## Begin Source document
It is against this backdrop that the Defendant Claims against the Claimant as follows:

  1. A Declaration that the Defendant is the owner of the Toyota Yaris car with Registration Number DW 603 APP.
  2. A Declaration that the Claimant’s refusal to surrender the Toyota Yaris car with Registration Number DW 603 APP to the Defendant upon his summarily dismissal is wrongful and actionable per se.
  3. An Order of perpetual injunction restraining the Claimant either by himself, his agents, privies, assigns , personal representative or any person however called acting for him or through him and/or holding in trust for him from further exercising any act of possession and/or ownership over the Toyota Yaris Car with Registration Number DW 603 APP
  4. An Order directing the Claimant to return forthwith the defendant the Toyota Yaris car with Registration Number DW 603 App in the same excellent and perfect working conditions in which it was as at 20th December 2013 with all fixtures and fittings intact.
## End Source document
## Begin Information provided
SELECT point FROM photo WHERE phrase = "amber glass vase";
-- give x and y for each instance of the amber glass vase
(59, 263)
## End Information provided
* _Requests_
A: Rewrite the paragraph of the counterclaim that begins "An Order of perpetual injunction" more briefly, keeping its main facts.
B: In the counterclaim, what date sets the condition in which the car must be returned?
The listing isn't needed for anything here.

* _Solutions_
A: A permanent injunction barring the Claimant, and anyone acting for him or through him or holding the car in trust for him (including his agents, privies, assigns and personal representative), from further possession or ownership of the Toyota Yaris, registration number DW 603 APP.

B: 20th December 2013.